## Data entries
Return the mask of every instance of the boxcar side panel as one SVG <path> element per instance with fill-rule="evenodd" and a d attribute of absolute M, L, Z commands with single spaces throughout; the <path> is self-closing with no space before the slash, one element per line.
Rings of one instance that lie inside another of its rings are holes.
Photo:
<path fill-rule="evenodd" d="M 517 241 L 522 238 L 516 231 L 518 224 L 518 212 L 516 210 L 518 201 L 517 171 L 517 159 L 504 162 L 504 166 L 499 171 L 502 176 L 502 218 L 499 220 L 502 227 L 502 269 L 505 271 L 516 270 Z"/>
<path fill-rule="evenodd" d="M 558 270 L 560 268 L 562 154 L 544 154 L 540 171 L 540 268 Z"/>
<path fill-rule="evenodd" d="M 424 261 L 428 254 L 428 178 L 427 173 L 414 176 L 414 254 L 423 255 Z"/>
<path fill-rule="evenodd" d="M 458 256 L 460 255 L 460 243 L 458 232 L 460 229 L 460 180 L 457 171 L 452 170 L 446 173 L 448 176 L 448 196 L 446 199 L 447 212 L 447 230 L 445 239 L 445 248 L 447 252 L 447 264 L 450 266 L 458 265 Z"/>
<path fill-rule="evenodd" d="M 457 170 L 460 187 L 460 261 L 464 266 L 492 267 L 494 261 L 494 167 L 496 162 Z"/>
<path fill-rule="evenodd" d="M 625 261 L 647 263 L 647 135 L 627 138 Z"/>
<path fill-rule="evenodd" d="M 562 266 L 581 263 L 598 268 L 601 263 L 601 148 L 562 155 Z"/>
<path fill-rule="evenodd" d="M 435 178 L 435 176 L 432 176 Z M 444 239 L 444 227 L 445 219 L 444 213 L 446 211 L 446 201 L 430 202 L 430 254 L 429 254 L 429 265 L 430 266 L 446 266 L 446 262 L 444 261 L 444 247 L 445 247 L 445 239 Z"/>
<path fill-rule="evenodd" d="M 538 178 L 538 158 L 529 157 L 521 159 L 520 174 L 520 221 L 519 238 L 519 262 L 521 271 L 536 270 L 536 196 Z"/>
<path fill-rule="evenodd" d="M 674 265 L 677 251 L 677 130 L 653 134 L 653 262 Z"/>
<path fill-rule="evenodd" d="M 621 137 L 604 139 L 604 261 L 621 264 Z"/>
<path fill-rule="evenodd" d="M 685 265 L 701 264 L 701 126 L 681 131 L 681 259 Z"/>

## Goal
Reproduce all of the rows above verbatim, keeping every character and line break unchanged.

## Right answer
Return the mask of every instance of the boxcar side panel as one SVG <path> element per instance with fill-rule="evenodd" and a d attribute of absolute M, L, Z commands with single spaces throughout; the <path> is self-closing with no space before the slash, one element per line.
Rings of one instance that lie inside another of its rings are holes.
Photo:
<path fill-rule="evenodd" d="M 517 241 L 522 238 L 516 231 L 518 224 L 518 212 L 516 210 L 518 201 L 517 171 L 517 159 L 504 162 L 504 166 L 499 171 L 502 176 L 502 218 L 499 220 L 502 227 L 502 269 L 505 271 L 516 270 Z"/>
<path fill-rule="evenodd" d="M 558 270 L 560 268 L 562 154 L 544 154 L 540 171 L 540 268 Z"/>
<path fill-rule="evenodd" d="M 424 261 L 428 254 L 428 178 L 427 173 L 414 176 L 414 254 L 423 255 Z"/>
<path fill-rule="evenodd" d="M 458 256 L 460 255 L 460 243 L 458 232 L 460 229 L 460 180 L 457 171 L 452 170 L 446 173 L 448 176 L 448 196 L 446 199 L 447 212 L 447 230 L 445 239 L 445 248 L 447 252 L 447 264 L 450 266 L 458 265 Z"/>
<path fill-rule="evenodd" d="M 457 170 L 460 187 L 460 261 L 464 266 L 492 267 L 494 261 L 494 167 L 496 162 Z"/>
<path fill-rule="evenodd" d="M 625 261 L 647 263 L 647 135 L 627 138 Z"/>
<path fill-rule="evenodd" d="M 562 266 L 581 263 L 598 268 L 601 263 L 601 148 L 562 155 Z"/>
<path fill-rule="evenodd" d="M 435 178 L 435 176 L 432 176 Z M 444 239 L 444 227 L 445 219 L 444 213 L 446 211 L 446 201 L 430 202 L 430 254 L 429 254 L 429 265 L 430 266 L 446 266 L 446 262 L 444 261 L 444 247 L 445 247 L 445 239 Z"/>
<path fill-rule="evenodd" d="M 538 178 L 538 158 L 529 157 L 521 159 L 520 174 L 520 221 L 519 238 L 519 262 L 521 271 L 536 270 L 536 196 Z"/>
<path fill-rule="evenodd" d="M 674 265 L 677 251 L 677 130 L 653 134 L 653 262 Z"/>
<path fill-rule="evenodd" d="M 621 137 L 604 139 L 604 261 L 621 264 Z"/>
<path fill-rule="evenodd" d="M 685 265 L 701 264 L 701 126 L 681 131 L 681 259 Z"/>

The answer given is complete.